» **INFORMATION GIVEN**:

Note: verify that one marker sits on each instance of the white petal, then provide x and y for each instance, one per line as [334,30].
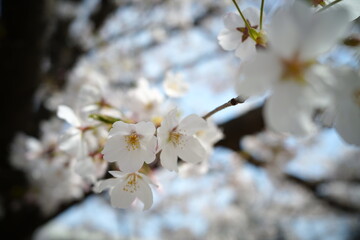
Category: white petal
[151,151]
[229,39]
[133,161]
[104,184]
[66,113]
[246,49]
[168,159]
[145,128]
[170,121]
[192,150]
[259,74]
[144,193]
[347,106]
[253,15]
[233,21]
[353,7]
[70,142]
[114,148]
[120,198]
[289,110]
[118,174]
[192,124]
[120,128]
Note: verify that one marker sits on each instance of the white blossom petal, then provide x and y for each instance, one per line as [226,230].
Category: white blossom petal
[192,151]
[145,128]
[288,110]
[168,159]
[66,113]
[259,74]
[144,194]
[229,40]
[104,184]
[246,49]
[192,123]
[120,128]
[120,198]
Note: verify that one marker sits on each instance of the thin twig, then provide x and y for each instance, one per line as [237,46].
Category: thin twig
[232,102]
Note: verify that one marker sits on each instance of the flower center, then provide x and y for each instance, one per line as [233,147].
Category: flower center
[357,96]
[133,141]
[131,183]
[175,137]
[245,31]
[318,2]
[294,69]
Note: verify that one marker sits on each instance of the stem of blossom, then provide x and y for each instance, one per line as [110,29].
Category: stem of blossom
[261,12]
[329,5]
[232,102]
[242,16]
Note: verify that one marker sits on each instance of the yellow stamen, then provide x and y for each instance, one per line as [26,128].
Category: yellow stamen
[294,69]
[131,184]
[133,141]
[175,137]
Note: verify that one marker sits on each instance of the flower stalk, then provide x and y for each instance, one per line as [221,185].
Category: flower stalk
[231,102]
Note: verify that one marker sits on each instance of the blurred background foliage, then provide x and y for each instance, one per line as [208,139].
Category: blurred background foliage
[259,185]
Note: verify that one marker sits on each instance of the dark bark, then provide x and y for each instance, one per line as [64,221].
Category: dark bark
[21,49]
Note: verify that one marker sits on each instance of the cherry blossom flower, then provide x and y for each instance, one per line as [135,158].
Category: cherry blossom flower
[174,85]
[347,105]
[236,36]
[125,188]
[177,139]
[130,145]
[289,68]
[144,101]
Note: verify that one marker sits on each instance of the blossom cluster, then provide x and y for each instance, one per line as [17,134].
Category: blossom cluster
[127,128]
[285,60]
[110,129]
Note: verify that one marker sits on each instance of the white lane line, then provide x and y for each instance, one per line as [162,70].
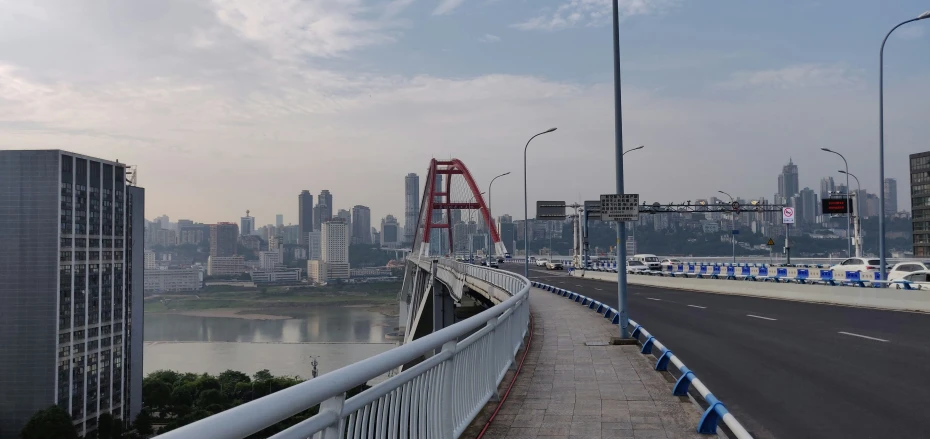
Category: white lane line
[864,336]
[760,317]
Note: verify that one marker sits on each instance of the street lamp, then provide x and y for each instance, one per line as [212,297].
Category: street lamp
[732,226]
[848,217]
[490,217]
[881,142]
[858,213]
[634,149]
[526,209]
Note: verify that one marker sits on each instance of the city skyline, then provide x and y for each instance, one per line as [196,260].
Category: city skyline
[344,96]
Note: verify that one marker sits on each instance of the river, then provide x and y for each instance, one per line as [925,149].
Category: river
[336,336]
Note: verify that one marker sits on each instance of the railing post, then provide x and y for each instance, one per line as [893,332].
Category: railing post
[448,375]
[335,405]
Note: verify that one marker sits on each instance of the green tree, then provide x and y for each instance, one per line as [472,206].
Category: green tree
[51,423]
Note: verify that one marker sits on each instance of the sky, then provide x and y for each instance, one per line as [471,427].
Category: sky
[230,105]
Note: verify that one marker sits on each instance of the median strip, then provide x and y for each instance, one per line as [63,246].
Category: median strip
[865,336]
[760,317]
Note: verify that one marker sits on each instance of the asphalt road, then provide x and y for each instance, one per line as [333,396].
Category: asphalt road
[789,369]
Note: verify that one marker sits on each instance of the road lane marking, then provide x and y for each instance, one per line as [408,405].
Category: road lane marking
[864,336]
[760,317]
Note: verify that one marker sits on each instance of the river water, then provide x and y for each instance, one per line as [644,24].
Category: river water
[336,336]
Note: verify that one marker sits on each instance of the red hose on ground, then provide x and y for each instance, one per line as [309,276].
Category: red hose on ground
[500,403]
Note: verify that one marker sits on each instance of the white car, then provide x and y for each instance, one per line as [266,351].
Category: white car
[858,264]
[636,266]
[902,269]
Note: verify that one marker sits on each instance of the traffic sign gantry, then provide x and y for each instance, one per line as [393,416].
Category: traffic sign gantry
[620,207]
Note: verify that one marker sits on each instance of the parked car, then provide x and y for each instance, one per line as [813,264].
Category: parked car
[902,269]
[921,278]
[651,261]
[636,266]
[858,264]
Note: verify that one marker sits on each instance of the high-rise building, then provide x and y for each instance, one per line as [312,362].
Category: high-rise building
[247,224]
[361,225]
[920,202]
[891,196]
[324,208]
[390,232]
[788,180]
[71,266]
[304,215]
[334,248]
[411,206]
[827,185]
[224,239]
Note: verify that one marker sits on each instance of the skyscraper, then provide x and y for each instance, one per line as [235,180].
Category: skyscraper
[411,206]
[788,180]
[224,239]
[72,275]
[305,215]
[361,225]
[891,196]
[247,224]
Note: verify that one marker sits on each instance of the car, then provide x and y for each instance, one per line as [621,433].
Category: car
[902,269]
[857,264]
[651,261]
[636,266]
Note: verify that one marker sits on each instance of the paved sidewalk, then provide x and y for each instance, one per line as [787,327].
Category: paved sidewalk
[570,390]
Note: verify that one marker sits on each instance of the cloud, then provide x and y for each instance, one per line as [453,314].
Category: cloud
[447,6]
[591,13]
[796,77]
[489,38]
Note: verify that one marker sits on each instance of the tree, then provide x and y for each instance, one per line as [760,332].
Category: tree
[51,423]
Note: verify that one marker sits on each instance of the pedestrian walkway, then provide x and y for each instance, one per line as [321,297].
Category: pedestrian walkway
[573,386]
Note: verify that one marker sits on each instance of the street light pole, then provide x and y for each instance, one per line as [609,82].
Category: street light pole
[618,138]
[858,227]
[491,217]
[848,206]
[526,209]
[732,226]
[881,143]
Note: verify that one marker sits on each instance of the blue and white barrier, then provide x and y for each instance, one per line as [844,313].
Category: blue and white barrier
[715,411]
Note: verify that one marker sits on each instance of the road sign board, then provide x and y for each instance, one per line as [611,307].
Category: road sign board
[550,210]
[620,207]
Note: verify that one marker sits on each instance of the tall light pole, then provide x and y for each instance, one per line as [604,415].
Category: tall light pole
[526,209]
[618,139]
[732,226]
[848,207]
[858,212]
[491,217]
[881,143]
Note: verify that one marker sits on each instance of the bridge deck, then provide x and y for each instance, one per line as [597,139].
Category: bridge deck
[570,390]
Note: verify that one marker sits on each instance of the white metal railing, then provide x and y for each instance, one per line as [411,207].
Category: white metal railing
[437,398]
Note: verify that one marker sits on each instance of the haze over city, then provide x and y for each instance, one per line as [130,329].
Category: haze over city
[231,105]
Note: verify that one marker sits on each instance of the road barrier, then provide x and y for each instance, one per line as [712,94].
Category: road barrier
[715,411]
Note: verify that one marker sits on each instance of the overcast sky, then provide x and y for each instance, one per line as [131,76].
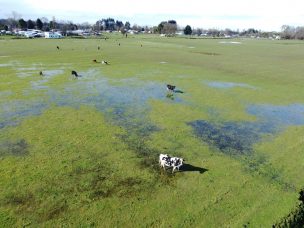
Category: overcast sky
[267,15]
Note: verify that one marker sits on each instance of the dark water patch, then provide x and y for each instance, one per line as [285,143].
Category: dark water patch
[231,137]
[279,115]
[239,137]
[14,111]
[17,148]
[228,85]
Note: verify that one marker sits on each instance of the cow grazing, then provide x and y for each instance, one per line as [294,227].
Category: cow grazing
[170,88]
[167,161]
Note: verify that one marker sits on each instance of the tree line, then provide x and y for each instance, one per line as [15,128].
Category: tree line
[169,27]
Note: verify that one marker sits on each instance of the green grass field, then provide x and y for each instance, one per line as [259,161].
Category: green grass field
[84,152]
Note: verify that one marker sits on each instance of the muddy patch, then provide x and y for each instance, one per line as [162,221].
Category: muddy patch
[228,85]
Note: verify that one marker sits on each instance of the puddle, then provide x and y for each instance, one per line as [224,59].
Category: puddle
[47,74]
[124,101]
[229,42]
[205,53]
[231,137]
[228,85]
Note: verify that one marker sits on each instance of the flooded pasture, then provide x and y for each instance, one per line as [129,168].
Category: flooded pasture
[124,101]
[239,137]
[228,85]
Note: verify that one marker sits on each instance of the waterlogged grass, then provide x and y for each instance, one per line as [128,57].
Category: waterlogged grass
[83,152]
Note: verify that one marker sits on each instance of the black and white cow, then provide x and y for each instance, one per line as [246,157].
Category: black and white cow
[170,88]
[166,161]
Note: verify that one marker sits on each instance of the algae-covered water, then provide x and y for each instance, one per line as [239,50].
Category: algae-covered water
[84,151]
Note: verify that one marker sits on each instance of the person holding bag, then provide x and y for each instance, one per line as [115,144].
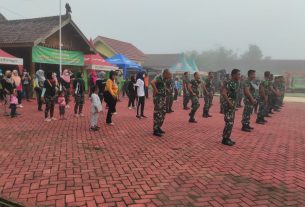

» **PROBLEM DETAILS**:
Please pull out every line of the records that contains the string "hose", matching case exactly.

» **TASK SOLUTION**:
Note: verify that one marker sits on each instance of the red hose on ground, then provide x and y for each instance, one per line as [309,276].
Category: red hose on ground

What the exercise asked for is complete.